___ Provided passage

[BUG]: Accessing comp time vector is slower than accessing a runtime vector

Open andresnowak opened this issue 1 year ago • 0 comments

Bug description

This problem doesn't happen if you just create a simple compile time vector and then try to access it's values it happens in a more complex example (like doing operations in a tensor and using the comp vector as the strides to access the tensor). And this problem can make the program run 10 times or 100 times slower.

Steps to reproduce

from benchmark import benchmark
from tensor import Tensor, TensorShape
 
alias dtype = DType.float32
 
 
@always_inline
fn calculate_strides(shape: TensorShape) -> DynamicVector[Int]:
    var strides = DynamicVector[Int]()
    strides.resize(shape.rank(), 1)
 
    for i in range(shape.rank() - 2, -1, -1):
        strides[i] = strides[i + 1] * shape[i + 1]
 
    return strides ^
 
 
fn main():
    alias shape = TensorShape(4, 16, 28, 28)

______

— Directions —
Continue the bug report on slow compile-time vector access from its last line, keeping its code and wording style.

___ Supplied records

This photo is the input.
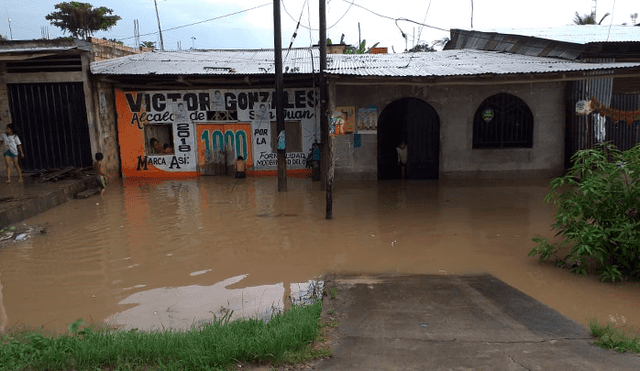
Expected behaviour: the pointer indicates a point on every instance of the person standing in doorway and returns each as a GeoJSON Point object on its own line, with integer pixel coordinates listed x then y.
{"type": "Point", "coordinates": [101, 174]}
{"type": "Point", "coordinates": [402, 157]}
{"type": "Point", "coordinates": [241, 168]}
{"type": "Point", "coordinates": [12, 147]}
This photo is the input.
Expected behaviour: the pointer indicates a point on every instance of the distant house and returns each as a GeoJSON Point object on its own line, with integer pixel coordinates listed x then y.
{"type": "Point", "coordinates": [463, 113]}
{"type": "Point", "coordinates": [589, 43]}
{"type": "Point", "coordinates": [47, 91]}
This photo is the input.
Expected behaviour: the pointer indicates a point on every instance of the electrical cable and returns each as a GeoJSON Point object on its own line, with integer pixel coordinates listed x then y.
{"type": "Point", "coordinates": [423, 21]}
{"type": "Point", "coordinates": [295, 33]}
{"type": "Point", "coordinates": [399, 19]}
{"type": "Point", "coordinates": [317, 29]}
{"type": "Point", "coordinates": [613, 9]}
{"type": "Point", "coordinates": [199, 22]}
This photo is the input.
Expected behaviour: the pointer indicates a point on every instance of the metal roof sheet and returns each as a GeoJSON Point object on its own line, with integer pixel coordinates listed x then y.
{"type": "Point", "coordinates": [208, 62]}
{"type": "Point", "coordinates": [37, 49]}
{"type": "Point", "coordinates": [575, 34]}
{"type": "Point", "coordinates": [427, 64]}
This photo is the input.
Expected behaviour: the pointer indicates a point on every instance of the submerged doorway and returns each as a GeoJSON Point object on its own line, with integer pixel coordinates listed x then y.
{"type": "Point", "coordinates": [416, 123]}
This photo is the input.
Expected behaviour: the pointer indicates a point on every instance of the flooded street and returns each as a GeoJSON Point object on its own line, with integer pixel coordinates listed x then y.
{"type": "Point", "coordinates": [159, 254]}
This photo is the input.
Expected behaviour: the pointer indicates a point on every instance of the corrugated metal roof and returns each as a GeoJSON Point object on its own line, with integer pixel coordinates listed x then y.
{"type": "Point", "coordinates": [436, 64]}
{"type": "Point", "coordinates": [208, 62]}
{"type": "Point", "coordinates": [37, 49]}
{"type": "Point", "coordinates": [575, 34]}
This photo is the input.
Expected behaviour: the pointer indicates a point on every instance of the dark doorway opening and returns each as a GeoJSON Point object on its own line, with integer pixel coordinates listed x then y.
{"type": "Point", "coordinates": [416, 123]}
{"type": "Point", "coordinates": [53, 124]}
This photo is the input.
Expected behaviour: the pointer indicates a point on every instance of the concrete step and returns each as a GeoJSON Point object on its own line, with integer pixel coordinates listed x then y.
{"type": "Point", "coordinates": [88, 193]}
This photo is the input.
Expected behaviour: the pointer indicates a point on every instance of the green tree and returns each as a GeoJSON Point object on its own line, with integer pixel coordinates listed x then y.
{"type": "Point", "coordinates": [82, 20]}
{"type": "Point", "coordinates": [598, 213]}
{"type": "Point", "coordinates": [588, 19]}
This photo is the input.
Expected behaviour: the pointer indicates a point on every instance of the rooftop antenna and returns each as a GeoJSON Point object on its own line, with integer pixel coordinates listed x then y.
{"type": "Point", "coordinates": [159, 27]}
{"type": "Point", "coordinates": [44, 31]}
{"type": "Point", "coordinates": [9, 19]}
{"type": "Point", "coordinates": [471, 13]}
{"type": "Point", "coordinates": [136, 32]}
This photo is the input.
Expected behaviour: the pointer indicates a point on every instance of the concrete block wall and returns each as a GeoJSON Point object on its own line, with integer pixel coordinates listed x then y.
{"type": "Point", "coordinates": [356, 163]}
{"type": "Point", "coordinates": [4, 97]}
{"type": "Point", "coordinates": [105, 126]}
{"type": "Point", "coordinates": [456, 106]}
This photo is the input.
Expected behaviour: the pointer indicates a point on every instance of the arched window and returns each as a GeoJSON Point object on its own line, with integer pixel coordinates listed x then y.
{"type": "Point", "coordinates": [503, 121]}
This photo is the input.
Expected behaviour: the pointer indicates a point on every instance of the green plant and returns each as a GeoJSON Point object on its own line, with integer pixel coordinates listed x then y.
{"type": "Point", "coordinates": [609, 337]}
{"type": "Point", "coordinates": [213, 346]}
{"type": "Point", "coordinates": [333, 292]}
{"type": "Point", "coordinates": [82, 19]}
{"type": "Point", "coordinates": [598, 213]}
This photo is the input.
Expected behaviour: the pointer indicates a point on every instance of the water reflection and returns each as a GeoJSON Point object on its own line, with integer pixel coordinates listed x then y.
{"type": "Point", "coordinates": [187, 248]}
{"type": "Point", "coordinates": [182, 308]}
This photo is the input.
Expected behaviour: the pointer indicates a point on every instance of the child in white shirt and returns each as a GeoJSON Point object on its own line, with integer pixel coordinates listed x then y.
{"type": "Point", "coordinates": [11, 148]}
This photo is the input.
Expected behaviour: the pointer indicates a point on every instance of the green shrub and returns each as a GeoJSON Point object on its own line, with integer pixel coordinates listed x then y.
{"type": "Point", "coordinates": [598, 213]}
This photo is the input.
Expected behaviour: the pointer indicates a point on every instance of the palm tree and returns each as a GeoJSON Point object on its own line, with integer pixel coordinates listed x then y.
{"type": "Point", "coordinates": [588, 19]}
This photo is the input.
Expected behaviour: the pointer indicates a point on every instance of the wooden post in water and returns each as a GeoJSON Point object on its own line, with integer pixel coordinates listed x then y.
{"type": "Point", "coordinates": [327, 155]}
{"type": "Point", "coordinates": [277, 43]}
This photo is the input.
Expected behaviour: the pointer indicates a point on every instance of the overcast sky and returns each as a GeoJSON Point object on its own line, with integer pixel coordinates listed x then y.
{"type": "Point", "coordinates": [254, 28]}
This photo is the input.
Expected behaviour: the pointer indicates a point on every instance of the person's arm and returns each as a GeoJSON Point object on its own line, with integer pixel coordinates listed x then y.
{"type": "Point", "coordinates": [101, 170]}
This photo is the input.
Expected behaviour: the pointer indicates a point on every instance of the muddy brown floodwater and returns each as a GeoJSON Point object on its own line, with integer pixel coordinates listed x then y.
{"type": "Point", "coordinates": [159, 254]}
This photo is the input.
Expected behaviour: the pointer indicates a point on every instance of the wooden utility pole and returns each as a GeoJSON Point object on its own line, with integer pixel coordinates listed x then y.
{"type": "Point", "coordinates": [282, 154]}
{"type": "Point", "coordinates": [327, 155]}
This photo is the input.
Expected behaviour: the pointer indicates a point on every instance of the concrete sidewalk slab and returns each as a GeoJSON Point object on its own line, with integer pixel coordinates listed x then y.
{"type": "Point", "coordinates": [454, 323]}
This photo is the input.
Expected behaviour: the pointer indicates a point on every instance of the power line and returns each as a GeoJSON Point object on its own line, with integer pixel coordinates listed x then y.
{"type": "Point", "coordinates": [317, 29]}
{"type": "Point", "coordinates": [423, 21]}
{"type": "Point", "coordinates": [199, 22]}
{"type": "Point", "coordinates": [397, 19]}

______

— Exercise output —
    var res_tensor = Tensor[dtype](shape)
    var a = Tensor[dtype](shape)
    var b = Tensor[dtype](shape)
 
    alias strides_res_comp = calculate_strides(shape)
    alias strides_a_comp = calculate_strides(shape)
    alias strides_b_comp = calculate_strides(shape)
 
    var strides_res_runt = calculate_strides(shape)
    var strides_a_runt = calculate_strides(shape)
    var strides_b_runt = calculate_strides(shape)
 
    @parameter
    fn wrapper_comp():
 
        for i in range(shape.num_elements() // (shape[3] * shape[2])):
            for j in range(shape[2]):
                for k in range(shape[3]):
                    var pos_res = (
                        i * strides_res_comp[0] + j * strides_res_comp[1] + k * strides_res_comp[2]
                    )
                    var pos_a = (
                        i * strides_a_comp[0] + j * strides_a_comp[1] + k * strides_a_comp[2]
                    )
                    var pos_b = (
                        i * strides_b_comp[0] + j * strides_b_comp[1] + k * strides_b_comp[2]
                    )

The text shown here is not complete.